→ **Required work**:
1. Rewrite the paragraph beginning "For the iPhone, if you want to check" from the forum thread on Facebook contact syncing below as a short list of steps, keeping its main facts.
2. Carry on the forum thread about Facebook contact syncing below with a further post that follows its final one.

→ **Reading passage**:

########

Edit: Found it in Friends -> some arrow button on the top-right -> Sync
contacts -> Enable. So you can go there if you want to enable/disable the
feature.

When I installed the app, Facebook didn't even ask me if I wanted to enable
it. I actually manually typed all of my contacts instead. I wish I knew about
it before :(

------
01Michael10
I don't have a mobile phone so it only shows my Facebook friends who publish
their numbers. Nothing to see here...

My phone number is the only public piece of information I have on Facebook.
That's only because it's a Google voice number which is the best thing since
sliced bread.

------
anonymoushn
When you delete your facebook, all you friends who were using this will no
longer know your phone number.

------
s1rech
For the iPhone, if you want to check if you are sharing your contacts, open
the Facebook app, go to Main Menu > Friends, click the icon on the upper right
and then Sync Contacts.

########

→ **Record set**:
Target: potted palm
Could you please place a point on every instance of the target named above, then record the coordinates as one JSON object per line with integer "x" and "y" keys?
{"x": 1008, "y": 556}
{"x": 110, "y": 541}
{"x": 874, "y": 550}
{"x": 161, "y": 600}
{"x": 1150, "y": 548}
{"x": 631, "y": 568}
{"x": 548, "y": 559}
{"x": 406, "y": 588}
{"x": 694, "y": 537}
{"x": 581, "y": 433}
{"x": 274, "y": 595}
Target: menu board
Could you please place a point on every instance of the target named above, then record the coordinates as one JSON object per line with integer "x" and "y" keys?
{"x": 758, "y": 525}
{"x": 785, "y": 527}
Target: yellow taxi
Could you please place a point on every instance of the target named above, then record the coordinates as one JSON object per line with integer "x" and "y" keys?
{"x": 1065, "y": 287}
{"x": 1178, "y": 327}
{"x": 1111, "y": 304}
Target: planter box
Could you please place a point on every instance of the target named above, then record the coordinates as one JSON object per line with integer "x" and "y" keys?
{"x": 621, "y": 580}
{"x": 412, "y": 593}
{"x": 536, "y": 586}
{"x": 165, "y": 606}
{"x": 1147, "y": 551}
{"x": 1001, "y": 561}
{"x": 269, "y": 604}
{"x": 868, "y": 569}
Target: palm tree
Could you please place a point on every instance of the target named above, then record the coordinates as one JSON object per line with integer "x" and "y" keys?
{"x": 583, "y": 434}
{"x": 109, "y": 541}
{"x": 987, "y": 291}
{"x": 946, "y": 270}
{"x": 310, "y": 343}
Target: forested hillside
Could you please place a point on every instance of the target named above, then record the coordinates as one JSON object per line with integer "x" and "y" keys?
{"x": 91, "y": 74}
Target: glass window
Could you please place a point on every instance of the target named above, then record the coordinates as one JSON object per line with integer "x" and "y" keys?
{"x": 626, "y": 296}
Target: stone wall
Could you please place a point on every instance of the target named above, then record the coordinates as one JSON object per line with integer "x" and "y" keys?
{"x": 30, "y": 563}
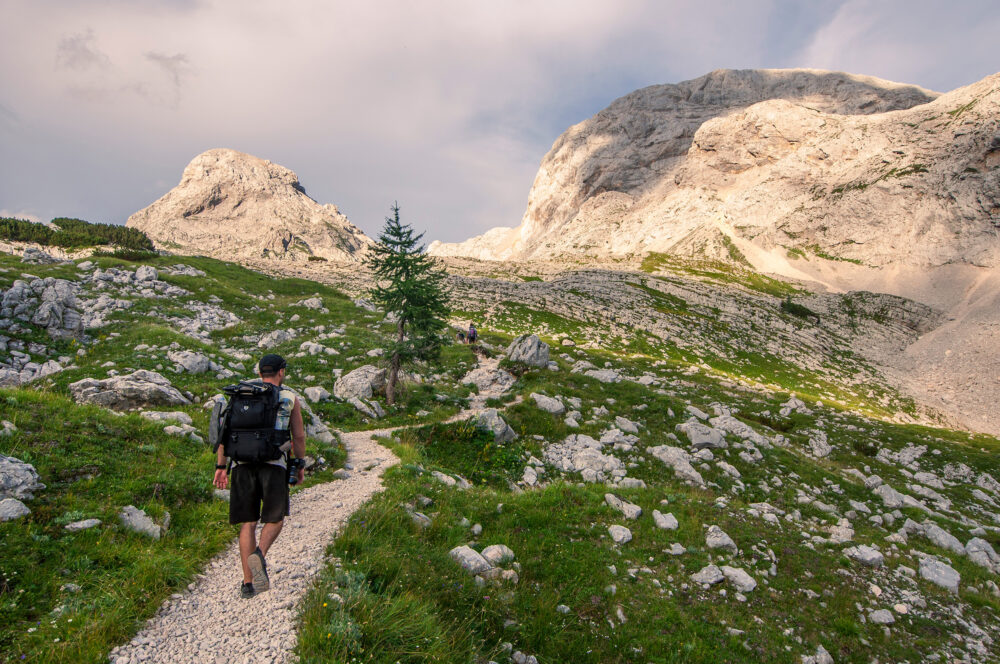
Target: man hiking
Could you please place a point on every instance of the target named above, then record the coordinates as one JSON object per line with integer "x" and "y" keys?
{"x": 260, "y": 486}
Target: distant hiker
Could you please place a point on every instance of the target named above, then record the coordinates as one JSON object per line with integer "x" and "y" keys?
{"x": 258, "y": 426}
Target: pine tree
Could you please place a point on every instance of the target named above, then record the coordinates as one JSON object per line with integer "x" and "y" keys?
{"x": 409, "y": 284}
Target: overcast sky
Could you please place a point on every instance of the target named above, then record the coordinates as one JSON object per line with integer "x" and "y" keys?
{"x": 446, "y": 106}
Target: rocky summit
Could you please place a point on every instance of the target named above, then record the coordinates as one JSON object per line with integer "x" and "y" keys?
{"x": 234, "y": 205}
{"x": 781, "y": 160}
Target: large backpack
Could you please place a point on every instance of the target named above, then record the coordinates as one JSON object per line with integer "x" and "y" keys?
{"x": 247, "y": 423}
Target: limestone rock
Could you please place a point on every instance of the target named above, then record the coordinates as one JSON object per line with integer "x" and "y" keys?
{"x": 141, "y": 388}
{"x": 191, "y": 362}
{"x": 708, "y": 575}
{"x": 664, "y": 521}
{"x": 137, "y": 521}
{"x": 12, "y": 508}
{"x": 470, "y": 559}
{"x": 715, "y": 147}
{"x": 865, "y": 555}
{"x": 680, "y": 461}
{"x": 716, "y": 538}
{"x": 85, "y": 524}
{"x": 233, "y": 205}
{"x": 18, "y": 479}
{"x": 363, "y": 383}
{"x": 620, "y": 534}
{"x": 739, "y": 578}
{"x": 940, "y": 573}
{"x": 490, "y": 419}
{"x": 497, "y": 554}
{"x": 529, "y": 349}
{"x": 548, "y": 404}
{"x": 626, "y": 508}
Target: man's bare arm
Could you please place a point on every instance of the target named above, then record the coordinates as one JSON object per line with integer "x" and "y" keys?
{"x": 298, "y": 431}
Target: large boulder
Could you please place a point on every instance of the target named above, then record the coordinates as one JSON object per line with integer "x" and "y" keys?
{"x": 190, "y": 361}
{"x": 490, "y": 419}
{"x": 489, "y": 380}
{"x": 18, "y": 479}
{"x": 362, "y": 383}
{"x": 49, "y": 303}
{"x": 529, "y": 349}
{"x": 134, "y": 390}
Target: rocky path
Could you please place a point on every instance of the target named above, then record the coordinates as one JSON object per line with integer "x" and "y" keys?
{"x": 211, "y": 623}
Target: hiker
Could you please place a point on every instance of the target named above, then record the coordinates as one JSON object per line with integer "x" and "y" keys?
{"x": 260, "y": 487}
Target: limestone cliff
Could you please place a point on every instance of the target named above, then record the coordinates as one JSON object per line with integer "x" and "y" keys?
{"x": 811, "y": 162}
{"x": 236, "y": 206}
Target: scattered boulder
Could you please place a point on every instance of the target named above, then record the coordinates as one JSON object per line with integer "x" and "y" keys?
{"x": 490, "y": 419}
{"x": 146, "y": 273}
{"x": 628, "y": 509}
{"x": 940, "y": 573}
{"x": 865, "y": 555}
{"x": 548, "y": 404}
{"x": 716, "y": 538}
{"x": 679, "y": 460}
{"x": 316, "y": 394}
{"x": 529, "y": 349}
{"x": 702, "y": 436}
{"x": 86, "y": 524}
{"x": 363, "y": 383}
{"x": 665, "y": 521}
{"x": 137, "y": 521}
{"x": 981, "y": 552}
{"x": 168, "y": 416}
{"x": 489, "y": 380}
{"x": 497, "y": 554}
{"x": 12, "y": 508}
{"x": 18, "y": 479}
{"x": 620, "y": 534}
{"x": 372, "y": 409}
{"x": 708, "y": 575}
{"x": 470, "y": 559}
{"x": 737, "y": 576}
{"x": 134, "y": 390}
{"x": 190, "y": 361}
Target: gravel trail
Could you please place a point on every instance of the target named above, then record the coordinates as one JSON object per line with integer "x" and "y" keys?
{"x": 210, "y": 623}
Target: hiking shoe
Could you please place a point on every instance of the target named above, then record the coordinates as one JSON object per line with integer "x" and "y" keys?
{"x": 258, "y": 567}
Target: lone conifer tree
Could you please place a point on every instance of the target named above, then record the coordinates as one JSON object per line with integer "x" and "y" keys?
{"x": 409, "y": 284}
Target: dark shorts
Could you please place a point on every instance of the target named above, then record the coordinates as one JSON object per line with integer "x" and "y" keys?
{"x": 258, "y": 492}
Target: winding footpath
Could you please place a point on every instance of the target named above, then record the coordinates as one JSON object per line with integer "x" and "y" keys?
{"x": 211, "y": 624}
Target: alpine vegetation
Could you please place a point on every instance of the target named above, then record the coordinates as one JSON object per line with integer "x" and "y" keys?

########

→ **Outputs in order**:
1.
To check whether you are sharing your contacts on an iPhone:
- Open the Facebook app.
- Go to Main Menu > Friends.
- Click the icon on the upper right, then Sync Contacts.

2.
I believe the syncing option is off by default

------
altano
Facebook only has phone numbers posted by my friends themselves and my Windows
Phone syncs my Facebook contacts. Bi-directional sync of your phone's contacts
back to Facebook appears to be an iOS/Android only thing.

------
jeffreymcmanus
Every iPhone application can also access your entire phone book, too.

------
dmazin
You can see specifically who has been imported and delete them here:
<http://www.facebook.com/invite_history.php>

------
dendory
I have my number in Facebook, but my friends dont see it (I checked) so this
happens only for people who actively published their phone number, or a
'friend' did it for them.

------
nysv
Wrong. I have used the facebook app on Nokia symbian phone, but I only see a
short list of friends who have shared their number. Not even close to being a
full address book.

------
lukeschlather
That's rather helpful actually. I just wish it matched my Gmail contacts. (And
since I synced both to my Droid, you would think they would match.)

------
Navarr
Most annoying. It makes no attempts to delete multiple contact data. From all
the syncing each non-facebook contact has 13 listings!

------
alantrrs
I don't think that's my _complete_ phonebook

------
sek
9 of 170 friends, not very complete.

------
sjs
Since when are submissions requiring me to register or sign in ok on HN?
Flagged.

If you wanted to make some point by posting this link you should have written
your thoughts down somewhere and linked to that instead.

------
Luuucas
it's only available if you have an iphone and use the facebook app (not sure
about android)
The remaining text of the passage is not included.